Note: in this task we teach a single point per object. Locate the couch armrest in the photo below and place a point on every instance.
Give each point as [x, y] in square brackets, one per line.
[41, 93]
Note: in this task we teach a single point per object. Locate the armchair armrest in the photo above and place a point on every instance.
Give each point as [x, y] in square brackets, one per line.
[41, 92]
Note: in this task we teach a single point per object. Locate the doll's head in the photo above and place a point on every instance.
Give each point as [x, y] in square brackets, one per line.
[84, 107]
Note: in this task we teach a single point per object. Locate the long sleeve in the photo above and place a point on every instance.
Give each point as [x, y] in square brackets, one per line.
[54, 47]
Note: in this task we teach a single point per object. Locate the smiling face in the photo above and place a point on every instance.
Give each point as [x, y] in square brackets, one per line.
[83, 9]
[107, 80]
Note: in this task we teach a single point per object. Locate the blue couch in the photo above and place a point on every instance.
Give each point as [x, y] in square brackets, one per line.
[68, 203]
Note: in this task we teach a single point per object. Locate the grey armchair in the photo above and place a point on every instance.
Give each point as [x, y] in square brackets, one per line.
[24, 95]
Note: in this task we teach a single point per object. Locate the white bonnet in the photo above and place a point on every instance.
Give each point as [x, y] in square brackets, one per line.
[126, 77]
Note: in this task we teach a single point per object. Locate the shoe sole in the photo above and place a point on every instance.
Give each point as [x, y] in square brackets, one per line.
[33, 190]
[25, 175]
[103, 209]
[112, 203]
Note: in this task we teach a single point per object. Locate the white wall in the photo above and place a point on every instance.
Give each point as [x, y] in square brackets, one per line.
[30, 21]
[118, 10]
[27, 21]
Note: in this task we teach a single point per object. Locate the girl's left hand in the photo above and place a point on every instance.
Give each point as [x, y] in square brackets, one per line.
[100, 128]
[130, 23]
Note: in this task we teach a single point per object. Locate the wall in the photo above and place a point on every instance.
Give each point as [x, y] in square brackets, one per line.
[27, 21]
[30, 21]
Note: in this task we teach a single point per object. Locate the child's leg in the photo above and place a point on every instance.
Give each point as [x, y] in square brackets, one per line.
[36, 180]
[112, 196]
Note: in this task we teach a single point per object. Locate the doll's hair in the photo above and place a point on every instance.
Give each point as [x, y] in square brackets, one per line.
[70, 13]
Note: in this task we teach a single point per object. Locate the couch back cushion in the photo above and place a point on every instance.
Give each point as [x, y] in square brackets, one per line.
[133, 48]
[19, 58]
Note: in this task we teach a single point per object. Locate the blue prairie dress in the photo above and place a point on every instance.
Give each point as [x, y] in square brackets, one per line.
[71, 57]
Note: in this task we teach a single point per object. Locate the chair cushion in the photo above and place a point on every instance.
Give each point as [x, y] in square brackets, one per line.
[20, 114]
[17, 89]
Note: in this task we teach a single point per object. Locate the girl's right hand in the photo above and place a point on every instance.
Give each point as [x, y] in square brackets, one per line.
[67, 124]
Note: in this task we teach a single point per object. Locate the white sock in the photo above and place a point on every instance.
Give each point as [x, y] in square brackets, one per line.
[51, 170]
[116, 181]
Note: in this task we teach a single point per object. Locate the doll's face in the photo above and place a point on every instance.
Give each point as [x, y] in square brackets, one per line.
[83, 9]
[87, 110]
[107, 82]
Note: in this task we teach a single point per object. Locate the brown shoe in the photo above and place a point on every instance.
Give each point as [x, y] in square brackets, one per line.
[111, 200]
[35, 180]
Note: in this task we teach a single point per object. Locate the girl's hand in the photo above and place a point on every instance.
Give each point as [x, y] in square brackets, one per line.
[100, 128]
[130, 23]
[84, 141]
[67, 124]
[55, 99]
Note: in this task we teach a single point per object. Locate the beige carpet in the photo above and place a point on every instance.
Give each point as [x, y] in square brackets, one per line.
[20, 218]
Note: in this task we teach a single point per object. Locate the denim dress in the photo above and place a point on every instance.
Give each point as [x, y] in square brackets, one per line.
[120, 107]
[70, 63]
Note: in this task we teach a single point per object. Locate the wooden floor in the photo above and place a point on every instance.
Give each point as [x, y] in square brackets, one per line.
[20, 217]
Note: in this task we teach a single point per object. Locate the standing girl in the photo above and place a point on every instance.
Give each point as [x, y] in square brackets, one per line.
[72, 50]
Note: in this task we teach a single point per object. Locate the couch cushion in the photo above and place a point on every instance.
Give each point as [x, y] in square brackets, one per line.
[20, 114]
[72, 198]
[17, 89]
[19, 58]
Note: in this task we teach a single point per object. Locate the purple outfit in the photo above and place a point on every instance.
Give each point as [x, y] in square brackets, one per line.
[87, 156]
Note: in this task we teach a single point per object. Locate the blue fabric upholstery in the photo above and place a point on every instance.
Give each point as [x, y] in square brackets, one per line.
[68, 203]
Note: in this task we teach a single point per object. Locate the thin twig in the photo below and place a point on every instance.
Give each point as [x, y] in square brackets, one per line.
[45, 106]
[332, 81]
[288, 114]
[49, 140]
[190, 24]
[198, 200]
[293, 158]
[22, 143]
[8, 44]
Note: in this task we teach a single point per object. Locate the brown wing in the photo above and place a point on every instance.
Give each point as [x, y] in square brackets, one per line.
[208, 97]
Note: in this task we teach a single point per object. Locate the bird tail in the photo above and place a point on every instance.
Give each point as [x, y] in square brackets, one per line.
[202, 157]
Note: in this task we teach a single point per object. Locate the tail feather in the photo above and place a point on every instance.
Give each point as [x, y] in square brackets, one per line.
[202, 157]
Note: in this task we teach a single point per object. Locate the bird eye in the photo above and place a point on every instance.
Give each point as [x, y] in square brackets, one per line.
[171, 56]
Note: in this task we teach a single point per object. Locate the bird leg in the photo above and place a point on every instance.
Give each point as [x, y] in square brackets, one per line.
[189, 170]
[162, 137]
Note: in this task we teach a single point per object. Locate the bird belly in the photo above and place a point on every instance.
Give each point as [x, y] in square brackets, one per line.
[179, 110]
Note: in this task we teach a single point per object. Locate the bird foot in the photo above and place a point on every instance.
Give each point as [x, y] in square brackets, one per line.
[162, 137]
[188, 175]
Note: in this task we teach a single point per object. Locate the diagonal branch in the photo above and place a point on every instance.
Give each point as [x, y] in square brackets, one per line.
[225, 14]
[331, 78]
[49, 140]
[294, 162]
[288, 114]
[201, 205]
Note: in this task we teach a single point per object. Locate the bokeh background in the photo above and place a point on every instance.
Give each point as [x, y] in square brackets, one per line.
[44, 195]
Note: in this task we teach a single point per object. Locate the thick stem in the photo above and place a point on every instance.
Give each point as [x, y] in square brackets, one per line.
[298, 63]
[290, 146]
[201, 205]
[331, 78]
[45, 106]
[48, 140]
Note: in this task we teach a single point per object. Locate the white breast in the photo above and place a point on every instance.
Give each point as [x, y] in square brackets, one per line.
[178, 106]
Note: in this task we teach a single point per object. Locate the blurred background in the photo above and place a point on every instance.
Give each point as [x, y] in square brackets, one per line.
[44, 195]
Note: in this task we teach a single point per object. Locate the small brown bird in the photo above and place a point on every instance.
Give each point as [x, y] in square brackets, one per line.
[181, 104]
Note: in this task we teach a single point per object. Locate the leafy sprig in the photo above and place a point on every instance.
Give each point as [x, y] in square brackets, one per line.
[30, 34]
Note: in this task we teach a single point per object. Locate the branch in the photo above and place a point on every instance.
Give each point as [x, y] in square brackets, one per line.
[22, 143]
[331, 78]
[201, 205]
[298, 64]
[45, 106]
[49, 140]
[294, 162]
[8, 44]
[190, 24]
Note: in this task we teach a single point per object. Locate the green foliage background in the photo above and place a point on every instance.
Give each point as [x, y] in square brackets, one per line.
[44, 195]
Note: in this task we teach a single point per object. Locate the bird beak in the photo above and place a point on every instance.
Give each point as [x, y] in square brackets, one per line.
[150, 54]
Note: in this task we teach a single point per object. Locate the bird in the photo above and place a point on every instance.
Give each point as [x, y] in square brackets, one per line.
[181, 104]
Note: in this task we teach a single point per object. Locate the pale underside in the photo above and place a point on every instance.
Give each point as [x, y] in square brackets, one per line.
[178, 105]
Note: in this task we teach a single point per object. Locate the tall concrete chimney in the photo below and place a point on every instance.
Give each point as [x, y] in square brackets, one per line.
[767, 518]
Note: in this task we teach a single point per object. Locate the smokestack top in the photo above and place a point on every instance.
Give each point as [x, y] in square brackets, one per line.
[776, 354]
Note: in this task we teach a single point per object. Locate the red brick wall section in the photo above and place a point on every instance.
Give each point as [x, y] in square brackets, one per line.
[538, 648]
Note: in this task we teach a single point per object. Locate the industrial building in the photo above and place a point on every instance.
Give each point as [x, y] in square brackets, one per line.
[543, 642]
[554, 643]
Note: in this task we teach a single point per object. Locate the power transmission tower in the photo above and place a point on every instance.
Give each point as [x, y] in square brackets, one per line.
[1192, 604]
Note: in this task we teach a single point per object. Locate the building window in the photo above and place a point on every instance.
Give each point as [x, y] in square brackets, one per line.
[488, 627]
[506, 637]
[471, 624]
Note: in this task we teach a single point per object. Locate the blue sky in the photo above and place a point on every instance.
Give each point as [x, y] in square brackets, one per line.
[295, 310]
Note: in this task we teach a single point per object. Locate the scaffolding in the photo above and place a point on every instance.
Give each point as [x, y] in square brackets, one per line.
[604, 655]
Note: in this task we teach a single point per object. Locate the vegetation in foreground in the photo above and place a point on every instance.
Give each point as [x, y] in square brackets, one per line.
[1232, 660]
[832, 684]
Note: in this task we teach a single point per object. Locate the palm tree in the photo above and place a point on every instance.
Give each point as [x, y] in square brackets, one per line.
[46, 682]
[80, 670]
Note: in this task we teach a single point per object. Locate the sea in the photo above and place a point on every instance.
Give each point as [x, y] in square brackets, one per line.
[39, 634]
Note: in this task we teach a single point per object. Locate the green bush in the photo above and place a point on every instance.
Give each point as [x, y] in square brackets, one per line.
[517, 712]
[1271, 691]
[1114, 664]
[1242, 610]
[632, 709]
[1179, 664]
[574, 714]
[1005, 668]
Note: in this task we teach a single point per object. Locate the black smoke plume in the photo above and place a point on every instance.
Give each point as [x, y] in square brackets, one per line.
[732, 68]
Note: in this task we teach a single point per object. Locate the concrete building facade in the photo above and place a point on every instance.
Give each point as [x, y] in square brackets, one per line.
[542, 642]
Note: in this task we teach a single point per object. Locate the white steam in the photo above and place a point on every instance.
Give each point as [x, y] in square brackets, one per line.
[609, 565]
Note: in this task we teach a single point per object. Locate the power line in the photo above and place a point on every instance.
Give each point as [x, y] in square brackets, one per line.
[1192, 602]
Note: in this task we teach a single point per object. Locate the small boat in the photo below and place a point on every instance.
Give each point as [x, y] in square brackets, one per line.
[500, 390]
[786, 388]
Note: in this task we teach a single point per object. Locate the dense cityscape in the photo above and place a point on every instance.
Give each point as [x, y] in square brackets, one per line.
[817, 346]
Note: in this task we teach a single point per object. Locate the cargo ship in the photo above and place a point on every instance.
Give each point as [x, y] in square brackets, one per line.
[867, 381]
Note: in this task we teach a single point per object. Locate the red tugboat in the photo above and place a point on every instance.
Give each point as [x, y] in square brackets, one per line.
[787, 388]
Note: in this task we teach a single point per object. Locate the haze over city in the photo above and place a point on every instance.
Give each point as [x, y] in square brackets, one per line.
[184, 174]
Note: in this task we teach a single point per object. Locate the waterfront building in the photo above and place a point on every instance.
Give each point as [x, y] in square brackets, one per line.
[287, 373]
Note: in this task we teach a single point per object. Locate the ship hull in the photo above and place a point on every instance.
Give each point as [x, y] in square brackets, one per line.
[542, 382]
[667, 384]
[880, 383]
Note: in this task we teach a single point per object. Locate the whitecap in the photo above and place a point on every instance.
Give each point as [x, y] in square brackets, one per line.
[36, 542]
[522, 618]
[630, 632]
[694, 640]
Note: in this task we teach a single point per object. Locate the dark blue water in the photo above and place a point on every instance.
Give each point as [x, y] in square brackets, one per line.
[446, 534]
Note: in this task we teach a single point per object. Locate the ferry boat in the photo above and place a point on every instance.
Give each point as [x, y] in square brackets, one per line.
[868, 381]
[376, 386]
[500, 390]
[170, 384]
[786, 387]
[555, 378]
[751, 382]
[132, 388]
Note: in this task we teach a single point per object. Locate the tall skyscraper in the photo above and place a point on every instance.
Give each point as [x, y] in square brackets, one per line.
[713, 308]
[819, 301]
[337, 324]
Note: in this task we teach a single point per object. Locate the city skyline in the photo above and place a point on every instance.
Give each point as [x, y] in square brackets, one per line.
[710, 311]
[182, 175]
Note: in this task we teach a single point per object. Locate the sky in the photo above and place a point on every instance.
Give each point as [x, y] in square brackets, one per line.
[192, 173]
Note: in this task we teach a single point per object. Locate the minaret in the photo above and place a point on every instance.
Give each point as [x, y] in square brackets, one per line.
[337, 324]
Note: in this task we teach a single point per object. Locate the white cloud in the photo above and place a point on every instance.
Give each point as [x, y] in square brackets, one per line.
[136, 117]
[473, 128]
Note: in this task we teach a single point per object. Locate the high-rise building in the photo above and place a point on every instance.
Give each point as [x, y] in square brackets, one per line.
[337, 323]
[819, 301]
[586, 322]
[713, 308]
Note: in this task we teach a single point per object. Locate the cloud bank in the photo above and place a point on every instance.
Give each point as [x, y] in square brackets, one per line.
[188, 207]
* * *
In the listing above, find the line with "Locate the dark" and set down that line and all after it exactly, through the final line.

Note: in this task we teach a single point per object. Locate the dark blue water in the photo above and place a point on every instance.
Give each point as [x, y] in square brackets, one per line.
[446, 534]
Note: in this task we teach a single point per object. Locate the ferry boat in the photo above and place a point on every instance.
Give each point as [x, y] in square brackets, one per line.
[868, 381]
[376, 386]
[500, 390]
[170, 384]
[786, 387]
[555, 378]
[751, 382]
[132, 388]
Note: in this task we teach a single point per object. Locate the tall skyscraper in the photo above and place a point on every instance.
Give each point as [x, y] in square brackets, one per line.
[713, 308]
[819, 301]
[337, 324]
Note: in this task we teach a single point per object. Locate the city skyline in the photo above and place a point on every instance.
Give each point as [x, y] in square brackets, one per line.
[710, 311]
[182, 175]
Note: in this task we teach a single point per object. Locate the sky in the photo above and place a point on every instance.
Give each point as [x, y] in square brackets, one per line.
[192, 173]
Note: in this task we teach a single point per object. Locate the minaret in the photo above and place a point on every instance.
Give each point as [x, y] in square brackets, one per line.
[337, 324]
Note: in this task we teach a single point per object. Locate the white cloud in the photo above and place a point on every instance.
Give each point as [x, y] in square brackets, one per line.
[136, 117]
[473, 128]
Note: in this task we teach a single point per object. Locate the high-rise building in the photo above and place a point on every instance.
Give each point as [x, y] in square brackets, one per line.
[337, 323]
[819, 301]
[586, 322]
[713, 308]
Note: in this task we teach a single point per object. Locate the cloud bank in the photo above and place a point on every instance.
Give each point as [x, y] in square brackets, one per line.
[188, 207]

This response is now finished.